-- Exercise directions --
Turn each line of the records below into an item of a numbered list, leaving out any blank lines.
— Begin Data lines —
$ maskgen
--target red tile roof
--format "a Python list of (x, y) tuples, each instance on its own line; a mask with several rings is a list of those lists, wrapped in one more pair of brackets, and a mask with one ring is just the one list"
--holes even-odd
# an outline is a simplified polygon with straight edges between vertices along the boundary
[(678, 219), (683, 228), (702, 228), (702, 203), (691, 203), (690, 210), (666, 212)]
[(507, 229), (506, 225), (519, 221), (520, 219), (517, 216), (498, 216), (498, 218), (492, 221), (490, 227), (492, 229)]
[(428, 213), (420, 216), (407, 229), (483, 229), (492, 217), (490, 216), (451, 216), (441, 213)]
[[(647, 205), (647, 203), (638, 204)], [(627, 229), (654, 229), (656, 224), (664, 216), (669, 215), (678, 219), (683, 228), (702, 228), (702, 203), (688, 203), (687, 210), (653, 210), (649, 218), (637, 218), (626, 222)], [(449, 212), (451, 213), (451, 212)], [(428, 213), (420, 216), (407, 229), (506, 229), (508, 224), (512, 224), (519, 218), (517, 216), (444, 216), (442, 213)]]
— End Data lines —
-- Solved problem --
1. $ maskgen
2. --target red tile roof
3. --format "a Python list of (x, y) tuples, each instance on its own line; a mask with several rings is a list of those lists, wrapped in one more pair of brackets, and a mask with one ring is just the one list"
4. --holes even-odd
5. # an outline is a simplified polygon with straight edges between vertices along the boundary
6. [(678, 219), (683, 228), (702, 228), (702, 203), (691, 203), (690, 210), (666, 212)]
7. [(507, 229), (506, 225), (519, 221), (520, 219), (517, 216), (498, 216), (498, 218), (492, 221), (490, 227), (492, 229)]
8. [(428, 213), (420, 216), (407, 229), (483, 229), (492, 217), (490, 216), (451, 216), (441, 213)]
9. [[(647, 205), (647, 203), (638, 204)], [(627, 229), (654, 229), (656, 224), (664, 216), (669, 215), (678, 219), (683, 228), (702, 228), (702, 203), (688, 203), (687, 210), (653, 210), (649, 218), (637, 218), (626, 222)], [(449, 212), (451, 213), (451, 212)], [(428, 213), (420, 216), (407, 229), (506, 229), (508, 224), (512, 224), (519, 218), (517, 216), (444, 216), (442, 213)]]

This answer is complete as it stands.